**Text**
+++++

[Bioc-devel] Bioconductor archive?
Lluís Revilla
||u|@@rev|||@ @end|ng |rom gm@||@com
Thu Mar 20 21:25:00 CET 2025
Thanks Sean,
This looks awesome! Many thanks for storing this. I'll see how I could
process the data and might contact you off-list or via the issues on
the repo.
Just by the numbers reported I'm a bit surprised by the daily
increment of the summary table. Bioconductor software has around 2000
packages, checked on 5 different machines, per 5 outputs (Install,
build, check, bin, propagate) (which results on that order of
magnitudes), but not all builds and checks are run everyday (now I
cannot find the page where the frequency is reported).
At the moment I won't use build and check reports but I might be
interested in that later (I too collect general checks results from
CRAN without the log files).
In any case, I'll get in touch.
Ideally, I would like to export/use this from a package, as I have
done for CRAN via the repo.data package I'm building.
Best wishes and many thanks,
Lluís
On Thu, 20 Mar 2025 at 02:56, Sean Davis <seandavi using gmail.com> wrote:
>
> Hi, all.
>
>
>
> Perhaps a bit tangential, but I capture the results of all build reports for all packages daily (that is the intent, anyway) going back a year or so (a couple of years if we dig into archives). The reports are processed using code in this repo: https://github.com/seandavi/BiocBuildDB using a github action that runs daily. This might not be exactly the format you are looking for, Lluis, but it does have a complete history of every build for every package for every day for all Bioc builds.

+++++

**Extracted material**
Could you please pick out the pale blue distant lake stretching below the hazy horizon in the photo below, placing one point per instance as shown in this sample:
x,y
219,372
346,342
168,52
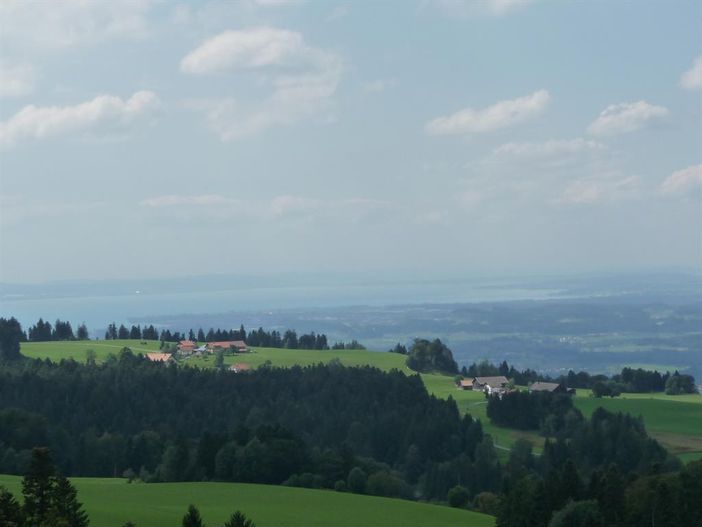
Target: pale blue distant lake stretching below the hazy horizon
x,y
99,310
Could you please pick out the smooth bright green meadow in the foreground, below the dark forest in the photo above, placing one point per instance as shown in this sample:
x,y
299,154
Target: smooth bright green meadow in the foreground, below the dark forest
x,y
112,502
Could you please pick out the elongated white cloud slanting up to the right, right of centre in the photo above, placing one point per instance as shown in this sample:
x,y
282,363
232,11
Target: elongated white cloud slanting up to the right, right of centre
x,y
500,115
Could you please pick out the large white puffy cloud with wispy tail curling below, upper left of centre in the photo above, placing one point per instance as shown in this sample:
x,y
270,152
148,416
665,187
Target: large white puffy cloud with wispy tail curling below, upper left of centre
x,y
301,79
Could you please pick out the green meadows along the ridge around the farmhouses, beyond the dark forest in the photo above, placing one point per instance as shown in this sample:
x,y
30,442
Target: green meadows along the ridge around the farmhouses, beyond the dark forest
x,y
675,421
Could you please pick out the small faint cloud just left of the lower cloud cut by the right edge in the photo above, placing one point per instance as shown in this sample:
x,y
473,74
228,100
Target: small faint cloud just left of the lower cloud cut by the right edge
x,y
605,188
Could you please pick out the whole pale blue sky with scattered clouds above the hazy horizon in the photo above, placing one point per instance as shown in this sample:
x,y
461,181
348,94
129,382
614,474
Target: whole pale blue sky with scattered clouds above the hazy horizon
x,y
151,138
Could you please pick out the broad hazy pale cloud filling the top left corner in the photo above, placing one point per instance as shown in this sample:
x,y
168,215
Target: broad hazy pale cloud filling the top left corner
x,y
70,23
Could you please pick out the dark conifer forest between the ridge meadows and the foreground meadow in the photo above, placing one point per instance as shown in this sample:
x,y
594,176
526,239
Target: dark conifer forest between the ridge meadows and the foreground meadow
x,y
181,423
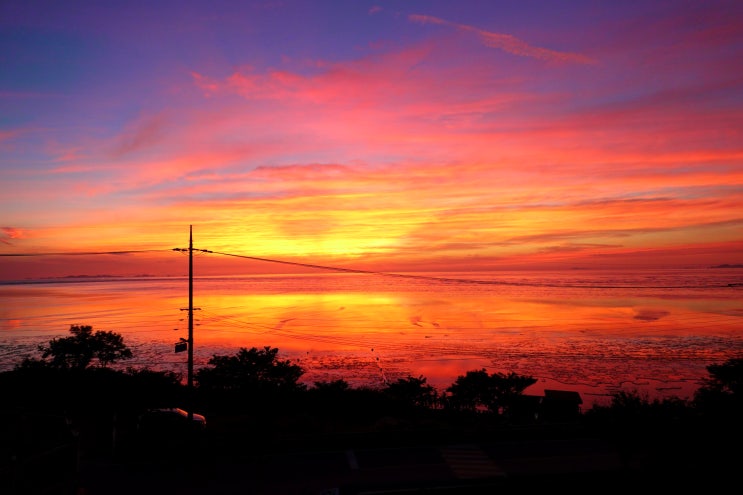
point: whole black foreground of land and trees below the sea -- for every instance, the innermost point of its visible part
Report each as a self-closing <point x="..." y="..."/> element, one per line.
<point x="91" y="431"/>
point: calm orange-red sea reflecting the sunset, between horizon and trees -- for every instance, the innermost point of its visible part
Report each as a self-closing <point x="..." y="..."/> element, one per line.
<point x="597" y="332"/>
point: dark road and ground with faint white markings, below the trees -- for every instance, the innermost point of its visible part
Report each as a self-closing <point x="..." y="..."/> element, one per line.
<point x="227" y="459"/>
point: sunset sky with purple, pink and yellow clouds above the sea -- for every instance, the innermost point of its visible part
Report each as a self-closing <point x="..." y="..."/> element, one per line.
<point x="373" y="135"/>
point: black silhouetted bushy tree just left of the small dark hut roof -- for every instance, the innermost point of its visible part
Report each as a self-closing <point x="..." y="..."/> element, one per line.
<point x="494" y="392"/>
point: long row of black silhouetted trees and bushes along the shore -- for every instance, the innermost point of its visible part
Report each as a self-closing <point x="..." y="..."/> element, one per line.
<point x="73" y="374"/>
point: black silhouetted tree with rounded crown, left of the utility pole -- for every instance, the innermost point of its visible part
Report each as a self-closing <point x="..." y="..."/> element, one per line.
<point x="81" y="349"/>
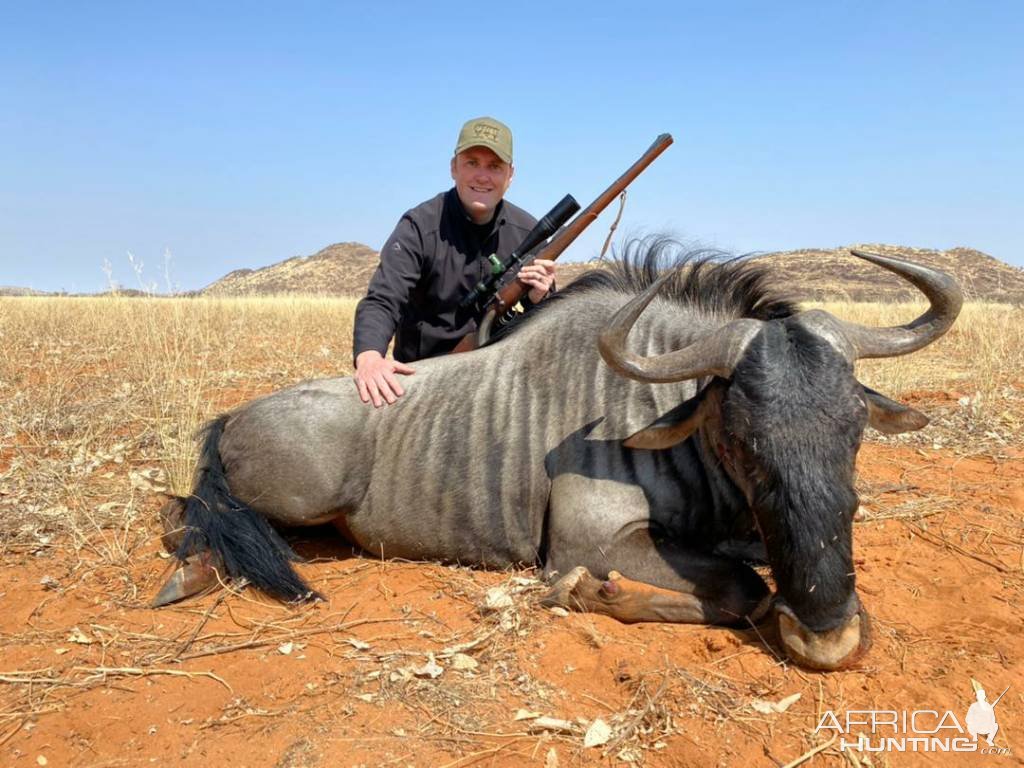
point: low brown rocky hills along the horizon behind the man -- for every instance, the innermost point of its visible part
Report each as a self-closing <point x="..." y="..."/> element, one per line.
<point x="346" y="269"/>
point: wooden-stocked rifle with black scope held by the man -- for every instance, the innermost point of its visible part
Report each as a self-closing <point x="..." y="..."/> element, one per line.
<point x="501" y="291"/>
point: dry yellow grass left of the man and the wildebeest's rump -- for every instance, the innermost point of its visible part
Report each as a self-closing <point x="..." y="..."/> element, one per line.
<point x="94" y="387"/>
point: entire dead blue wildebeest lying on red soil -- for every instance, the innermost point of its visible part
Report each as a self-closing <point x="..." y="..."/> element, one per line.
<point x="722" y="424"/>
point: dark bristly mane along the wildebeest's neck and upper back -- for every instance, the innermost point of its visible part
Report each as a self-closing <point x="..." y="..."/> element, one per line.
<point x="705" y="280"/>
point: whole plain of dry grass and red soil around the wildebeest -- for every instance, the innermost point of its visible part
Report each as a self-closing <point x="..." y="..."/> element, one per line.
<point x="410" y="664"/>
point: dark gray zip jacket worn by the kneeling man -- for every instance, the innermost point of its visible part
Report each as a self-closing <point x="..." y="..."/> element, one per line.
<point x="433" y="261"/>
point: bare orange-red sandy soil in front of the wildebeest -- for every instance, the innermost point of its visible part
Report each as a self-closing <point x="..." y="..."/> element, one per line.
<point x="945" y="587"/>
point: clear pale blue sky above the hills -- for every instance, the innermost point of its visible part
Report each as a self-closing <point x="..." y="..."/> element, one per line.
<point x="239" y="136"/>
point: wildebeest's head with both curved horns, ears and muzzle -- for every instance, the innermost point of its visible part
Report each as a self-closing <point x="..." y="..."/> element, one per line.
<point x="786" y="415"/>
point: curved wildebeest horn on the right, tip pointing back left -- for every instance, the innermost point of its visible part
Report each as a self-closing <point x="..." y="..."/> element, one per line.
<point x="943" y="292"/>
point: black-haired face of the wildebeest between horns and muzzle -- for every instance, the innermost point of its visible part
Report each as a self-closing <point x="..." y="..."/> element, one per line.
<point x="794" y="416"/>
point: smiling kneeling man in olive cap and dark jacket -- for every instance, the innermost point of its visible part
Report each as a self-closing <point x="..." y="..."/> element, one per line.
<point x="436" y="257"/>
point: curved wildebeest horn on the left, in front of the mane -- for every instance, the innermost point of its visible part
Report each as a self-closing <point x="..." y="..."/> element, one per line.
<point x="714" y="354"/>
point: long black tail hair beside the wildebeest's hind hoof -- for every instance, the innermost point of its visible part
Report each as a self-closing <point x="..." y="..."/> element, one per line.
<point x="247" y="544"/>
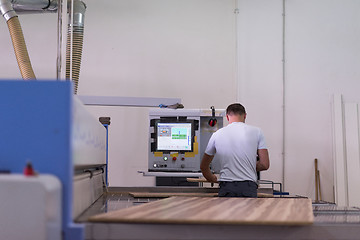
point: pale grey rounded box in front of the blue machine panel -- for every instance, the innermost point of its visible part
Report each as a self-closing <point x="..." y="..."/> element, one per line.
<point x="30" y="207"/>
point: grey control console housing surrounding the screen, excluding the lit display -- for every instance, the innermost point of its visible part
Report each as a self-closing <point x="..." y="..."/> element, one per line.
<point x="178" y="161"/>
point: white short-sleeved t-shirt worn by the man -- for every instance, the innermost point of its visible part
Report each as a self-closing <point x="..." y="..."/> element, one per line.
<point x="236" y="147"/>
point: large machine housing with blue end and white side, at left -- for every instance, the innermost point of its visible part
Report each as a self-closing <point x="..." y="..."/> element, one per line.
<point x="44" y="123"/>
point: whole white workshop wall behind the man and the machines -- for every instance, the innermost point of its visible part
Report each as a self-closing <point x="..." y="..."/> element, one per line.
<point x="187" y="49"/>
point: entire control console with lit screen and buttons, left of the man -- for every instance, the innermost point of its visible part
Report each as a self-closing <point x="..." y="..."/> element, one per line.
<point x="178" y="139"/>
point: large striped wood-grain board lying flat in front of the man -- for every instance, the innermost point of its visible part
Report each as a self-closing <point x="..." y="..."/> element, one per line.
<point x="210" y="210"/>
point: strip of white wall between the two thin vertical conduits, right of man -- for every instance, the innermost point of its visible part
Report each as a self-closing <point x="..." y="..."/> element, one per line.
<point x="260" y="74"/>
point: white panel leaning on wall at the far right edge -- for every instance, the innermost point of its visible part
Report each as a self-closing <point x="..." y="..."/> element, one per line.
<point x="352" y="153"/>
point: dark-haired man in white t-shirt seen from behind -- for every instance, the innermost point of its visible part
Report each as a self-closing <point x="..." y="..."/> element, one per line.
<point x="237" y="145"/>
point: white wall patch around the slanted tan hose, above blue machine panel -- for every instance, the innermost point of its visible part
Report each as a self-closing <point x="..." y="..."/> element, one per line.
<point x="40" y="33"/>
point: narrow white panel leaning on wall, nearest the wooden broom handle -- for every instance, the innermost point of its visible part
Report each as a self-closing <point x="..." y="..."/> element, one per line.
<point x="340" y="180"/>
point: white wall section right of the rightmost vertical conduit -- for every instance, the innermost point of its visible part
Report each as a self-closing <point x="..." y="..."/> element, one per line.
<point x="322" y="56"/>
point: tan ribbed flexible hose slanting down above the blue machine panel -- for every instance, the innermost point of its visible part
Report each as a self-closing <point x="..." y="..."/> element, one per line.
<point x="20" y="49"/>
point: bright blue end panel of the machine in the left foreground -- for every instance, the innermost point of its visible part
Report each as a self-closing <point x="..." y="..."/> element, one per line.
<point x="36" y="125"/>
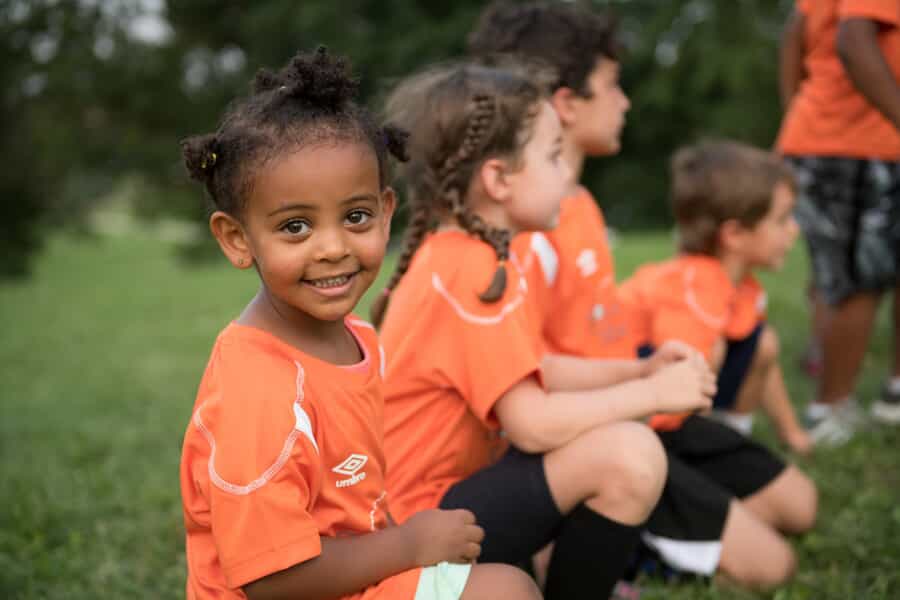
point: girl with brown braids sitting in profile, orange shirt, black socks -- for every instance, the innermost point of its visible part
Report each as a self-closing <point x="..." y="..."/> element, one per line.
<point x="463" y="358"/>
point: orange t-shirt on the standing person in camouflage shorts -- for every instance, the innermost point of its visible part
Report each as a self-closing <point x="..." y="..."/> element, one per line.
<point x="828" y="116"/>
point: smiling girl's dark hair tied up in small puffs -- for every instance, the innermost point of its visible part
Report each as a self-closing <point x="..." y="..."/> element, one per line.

+++++

**Explore the material**
1: Based on the Bioconductor archive message, do the following statements agree with it? Answer yes or no for each and quote the deciding words.
(a) Bioconductor software has around 2000 packages.
(b) The build reports are processed by a pipeline that runs once a week.
(c) The writer intends to use the build and check reports right away.
2: Carry the Bioconductor archive message forward from its last line, keeping the same style.

**Task answers**
1:
(a) Yes: "Bioconductor software has around 2000 packages"
(b) No: "using a github action that runs daily"
(c) No: "At the moment I won't use build and check reports"

2:
>
>
>
> The result is a set of three CSV files (one set for every build, about 3.5k CSV files right now) with rows for each package/machine/build step and the results of the build, including propagation status (whether the package gets pushed to release). Version numbers, git hashes, dates, Bioconductor versions, build commands, error logs, etc. are all captured. Thus, things like full text search over captured log output is possible over time, across branches, and across machines or packages. When a package enters the system is captured. The build_summary table currently checks in at about 6M rows (again, without going into archive data) and adds about 20k rows per day.
>
>
>
> I have pending issues to expose the data but just haven’t prioritized the work. I’m happy to discuss access and use cases either in a new thread here, on Slack, or via github issues.
>
>
>
> Sean
>
>
>
>
>
>
>
> From: Bioc-devel <bioc-devel-bounces using r-project.org> on behalf of Lluís Revilla <lluis.revilla using gmail.com>
> Date: Wednesday, March 19, 2025 at 6:21 PM
> To: Kern, Lori <Lori.Shepherd using roswellpark.org>
> Cc: bioc-devel <bioc-devel using r-project.org>
> Subject: Re: [Bioc-devel] Bioconductor archive?
>
> Hi Lori,
>
> Many thanks for your answer. I have a couple of follow-up questions.
>
> > It looks like the Date/Publication field is only present when there was a change on the branch post release. (ie. any package that has a version x.y.(z+n) instead of x.y.0.
> > After a release is frozen and a new release occurs, Bioconductor does not allow any changes or fixes even to bugs. A release is frozen so there is no changes after the new release occurs.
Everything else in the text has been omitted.